### Goal of the exercise
Without the pictures, return all of the material exactly as written.

### Labeled-object pointing entries
— START —

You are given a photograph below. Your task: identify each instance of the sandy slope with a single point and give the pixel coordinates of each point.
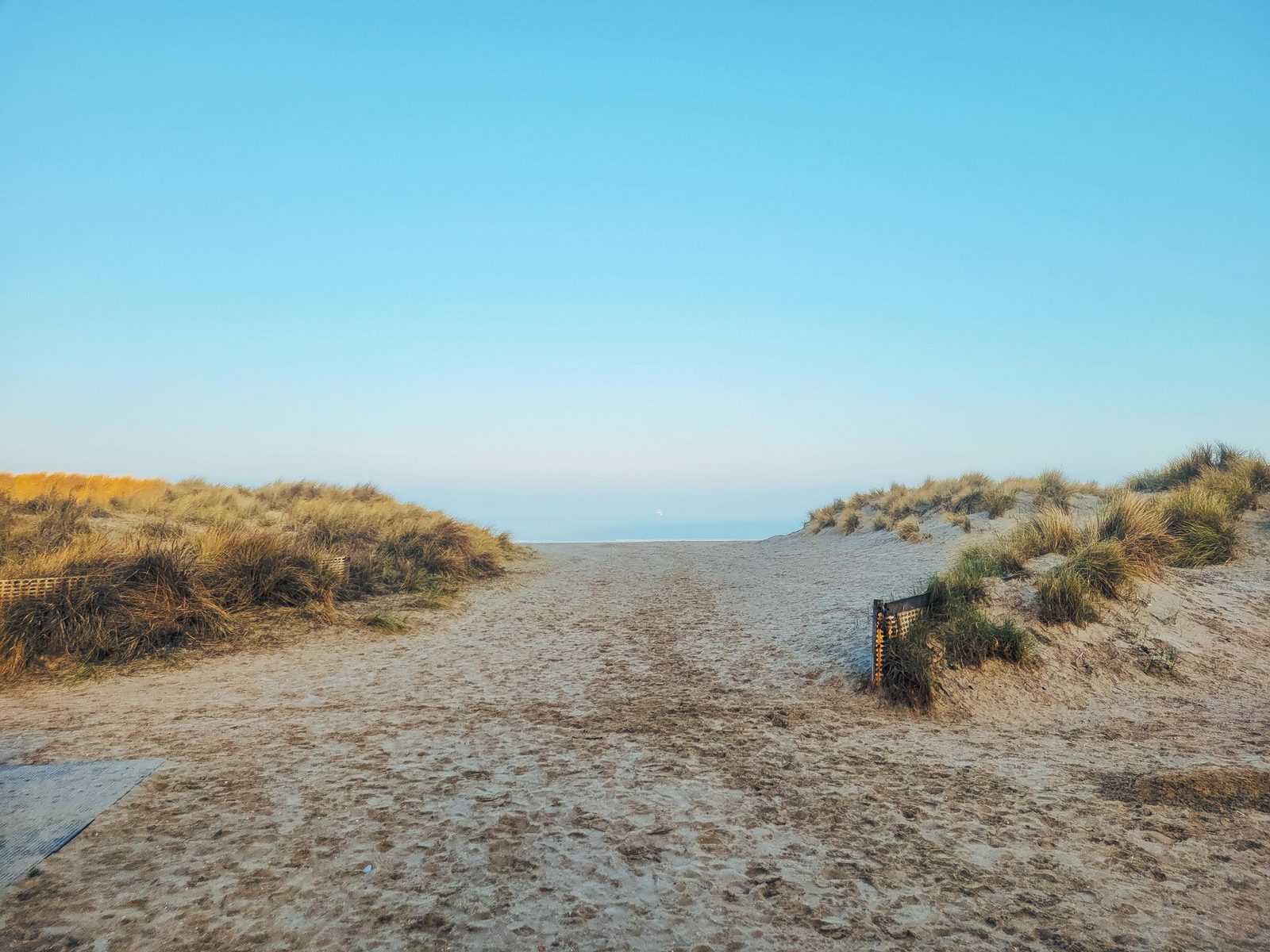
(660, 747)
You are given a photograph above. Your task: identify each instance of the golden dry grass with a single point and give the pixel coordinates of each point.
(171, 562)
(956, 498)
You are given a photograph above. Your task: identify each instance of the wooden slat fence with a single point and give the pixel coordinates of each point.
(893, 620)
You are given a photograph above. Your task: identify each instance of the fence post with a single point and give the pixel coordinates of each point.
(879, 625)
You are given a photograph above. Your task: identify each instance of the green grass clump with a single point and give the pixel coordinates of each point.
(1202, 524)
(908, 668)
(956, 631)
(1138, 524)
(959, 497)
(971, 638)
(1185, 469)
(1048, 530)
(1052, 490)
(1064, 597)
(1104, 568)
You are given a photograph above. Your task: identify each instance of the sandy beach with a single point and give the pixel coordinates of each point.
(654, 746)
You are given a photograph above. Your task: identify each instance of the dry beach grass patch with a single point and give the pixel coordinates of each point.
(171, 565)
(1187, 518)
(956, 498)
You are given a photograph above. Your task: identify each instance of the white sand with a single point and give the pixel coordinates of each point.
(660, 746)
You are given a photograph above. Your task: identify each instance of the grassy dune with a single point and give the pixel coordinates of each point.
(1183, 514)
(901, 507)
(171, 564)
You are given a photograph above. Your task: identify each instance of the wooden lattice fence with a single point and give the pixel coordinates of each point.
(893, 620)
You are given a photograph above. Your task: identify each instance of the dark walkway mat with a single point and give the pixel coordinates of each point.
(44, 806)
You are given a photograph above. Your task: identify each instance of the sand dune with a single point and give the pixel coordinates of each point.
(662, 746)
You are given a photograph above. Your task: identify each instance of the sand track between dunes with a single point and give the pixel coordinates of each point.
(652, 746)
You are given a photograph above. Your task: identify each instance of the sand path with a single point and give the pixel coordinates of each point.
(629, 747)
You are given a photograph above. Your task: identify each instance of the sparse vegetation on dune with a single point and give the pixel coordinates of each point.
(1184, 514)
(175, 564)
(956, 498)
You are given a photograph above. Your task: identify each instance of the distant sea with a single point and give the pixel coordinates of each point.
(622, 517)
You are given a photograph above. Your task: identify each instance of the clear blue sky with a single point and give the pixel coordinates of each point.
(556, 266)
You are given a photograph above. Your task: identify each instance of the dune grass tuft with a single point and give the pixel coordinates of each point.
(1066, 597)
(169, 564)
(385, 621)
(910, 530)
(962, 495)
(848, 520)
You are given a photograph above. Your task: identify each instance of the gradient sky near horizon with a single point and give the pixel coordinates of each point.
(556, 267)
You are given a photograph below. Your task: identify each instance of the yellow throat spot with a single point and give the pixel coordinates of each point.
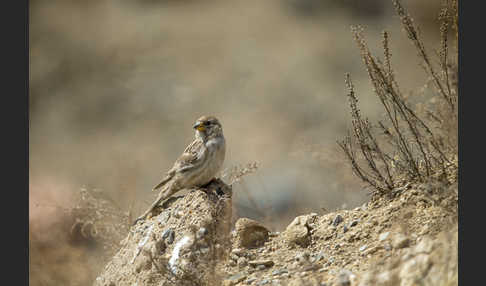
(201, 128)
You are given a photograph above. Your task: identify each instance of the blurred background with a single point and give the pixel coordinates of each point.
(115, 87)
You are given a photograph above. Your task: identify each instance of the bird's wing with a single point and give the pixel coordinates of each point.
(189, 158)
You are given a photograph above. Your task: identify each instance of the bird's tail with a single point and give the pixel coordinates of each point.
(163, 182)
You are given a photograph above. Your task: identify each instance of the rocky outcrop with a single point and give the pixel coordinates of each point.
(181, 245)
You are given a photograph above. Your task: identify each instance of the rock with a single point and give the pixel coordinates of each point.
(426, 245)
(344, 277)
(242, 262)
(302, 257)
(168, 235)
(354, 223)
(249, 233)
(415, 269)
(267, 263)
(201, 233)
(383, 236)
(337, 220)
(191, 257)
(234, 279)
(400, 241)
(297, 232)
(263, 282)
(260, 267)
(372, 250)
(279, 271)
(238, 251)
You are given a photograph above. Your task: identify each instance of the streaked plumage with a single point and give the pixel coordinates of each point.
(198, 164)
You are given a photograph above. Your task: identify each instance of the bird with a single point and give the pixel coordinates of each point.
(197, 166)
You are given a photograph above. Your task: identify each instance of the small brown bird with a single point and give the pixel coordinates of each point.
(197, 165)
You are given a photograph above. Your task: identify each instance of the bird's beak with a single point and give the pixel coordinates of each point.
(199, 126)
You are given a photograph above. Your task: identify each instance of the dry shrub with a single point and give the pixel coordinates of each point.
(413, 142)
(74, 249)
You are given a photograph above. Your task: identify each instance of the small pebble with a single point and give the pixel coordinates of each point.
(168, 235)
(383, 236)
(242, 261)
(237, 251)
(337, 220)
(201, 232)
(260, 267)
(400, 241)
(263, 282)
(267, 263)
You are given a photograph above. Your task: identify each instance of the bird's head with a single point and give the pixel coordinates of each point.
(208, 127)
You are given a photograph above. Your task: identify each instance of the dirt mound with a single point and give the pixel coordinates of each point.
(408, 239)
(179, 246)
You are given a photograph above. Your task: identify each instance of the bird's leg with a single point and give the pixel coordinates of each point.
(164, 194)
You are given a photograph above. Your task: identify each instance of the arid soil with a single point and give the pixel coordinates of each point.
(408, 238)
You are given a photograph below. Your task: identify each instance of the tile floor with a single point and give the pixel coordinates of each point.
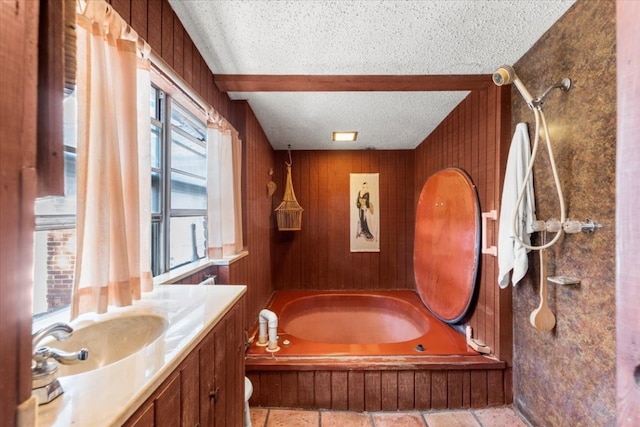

— END —

### Solution
You are given a photograph below. Your task: identify each instance of the sandy slope with a single point and give the pixel coordinates of each point.
(660, 747)
You are given a photograph above. Your task: identify each instance of the golden dry grass with a single point and give the pixel coordinates of each point.
(171, 562)
(956, 498)
You are given a photograph above. Your task: identify each instance of the wooden slat fence with a single point and give the pixel coordinates of each point.
(893, 620)
You are given a photograph above. Your task: identify each instance of the fence post with a single point and give the pixel coordinates of each point.
(879, 625)
You are given a photograph above. Your task: identify each instance of the green grass clump with a single point and give the pixel coordinates of each point.
(1202, 524)
(908, 668)
(956, 631)
(1138, 524)
(959, 497)
(971, 638)
(1185, 469)
(1048, 530)
(1052, 490)
(1064, 597)
(1104, 568)
You are given a photograph above. Your task: identify each instance of the sandy beach with a single point and give the pixel coordinates of each point.
(654, 746)
You are given a photograph above. Your task: identify each instance of the dry beach grass patch with a single point and give the pixel coordinates of each point.
(171, 565)
(1187, 518)
(956, 498)
You are given a photograph above. Your task: identify each instance of the white sand with a single point and give the pixel coordinates of each point.
(660, 746)
You are given a photograph above. Your task: identify each instance of the grassy dune with a single point and give the pixel coordinates of each point.
(1183, 514)
(901, 507)
(171, 564)
You are given a photograph above. Your task: identify each instance of the wooden lattice fence with a single point and give the pixel coordinates of each point.
(893, 620)
You are given a photograph above. Your task: identify each instance of the dark walkway mat with a single point and give the pixel coordinates of each point.
(44, 806)
You are given a photograph above. Your task: identify each instance of the sand dune with a single point and give the pixel coordinates of each point.
(662, 746)
You are given a photograph above. Your task: identify each instance of the sand track between dunes with a single point and give the pixel coordinates of each point.
(652, 746)
You are given a photograph above. Your task: identify each instance of the sand path with a single point and give the pixel coordinates of each point.
(629, 747)
You are given a photograph above. Your task: identify each instance of the sparse vegetation on dune with a single point and give the pixel coordinates of each point.
(1184, 514)
(175, 564)
(956, 498)
You are given a photograph above. Your task: identify each instance of the distant sea with a single point and give the pixel coordinates of each point.
(622, 517)
You are given a photograph above. Your task: identify each instance of the clear blue sky with a single point and give the pixel coordinates of each point.
(556, 266)
You are given a photograph above. Your task: identify each instance of the dune grass tuft with a single point and give the pixel coordinates of each point.
(1066, 597)
(169, 564)
(385, 621)
(910, 530)
(962, 495)
(848, 520)
You are given a photograph above. Your task: identify each instance of the gradient sky near horizon with a single point and give the pixel coordinates of each point.
(556, 267)
You are given a photograph below. Your task: identify each instance of the yellow throat spot with a single point and give the pixel coordinates of each point.
(201, 128)
You are given a photograph above. Your task: identify each instance of the blurred background with a single point and give the pixel coordinates of each point.
(115, 87)
You are given a photograph above. Your task: identify each instance of the bird's wing with a single point and give the pixel coordinates of each point.
(189, 158)
You are given a photograph above. Your task: identify each instance of the bird's tail with a single point and give the pixel coordinates of each point.
(163, 182)
You are given a photograph above. Your task: identify each instance of the rocky outcrop with a single point and give the pixel coordinates of each point.
(181, 245)
You are given a photograph above. Your task: identify each instance of the rock with a single point and give the pixel coordinates of each point.
(426, 245)
(344, 277)
(242, 262)
(302, 257)
(168, 235)
(354, 223)
(249, 233)
(415, 269)
(267, 263)
(201, 233)
(383, 236)
(337, 220)
(191, 257)
(234, 279)
(400, 241)
(297, 232)
(263, 282)
(260, 267)
(372, 250)
(279, 271)
(238, 251)
You are given a photograph above. Your task: identify each instance of the streaked plumage with a single point and give the pixel coordinates of each point.
(198, 164)
You are given a photograph above. Your task: identify each instance of the bird with a single point and give the pixel coordinates of each point.
(197, 166)
You are given a photograph above. Your task: identify each instance of the small brown bird with a single point and give the pixel coordinates of each point.
(197, 165)
You are given a photograph above. Your task: identify each instance of the bird's beak with a single point and give the pixel coordinates of each point.
(199, 126)
You are given a photograph above. Your task: identify each instance of the dry shrub with a single point and give the pixel coordinates of each point.
(413, 142)
(74, 249)
You are given a photograph above. Your task: identify each instance of the small pebble with a single point and give the pixel coordinates of each point.
(168, 235)
(383, 236)
(242, 261)
(237, 251)
(337, 220)
(201, 232)
(260, 267)
(400, 241)
(263, 282)
(267, 263)
You are given a photograph above. Your task: identify each instance of the bird's head with a single point and give the pixel coordinates of each point.
(208, 127)
You are given a photograph above. Your task: identify each instance of the dirt mound with a single point and give the pixel coordinates of each point.
(408, 239)
(179, 246)
You are given a photograph above. Your task: identify each instance of the bird's leg with a single point and give the pixel coordinates of each point.
(164, 194)
You are given a photograph above. Your task: identify each instance of the arid soil with a single point and give the pixel coordinates of each point.
(408, 238)
You are given a photograph below. Your task: identify each instance of the tile floor with a single point and give the pixel coordinates of each point.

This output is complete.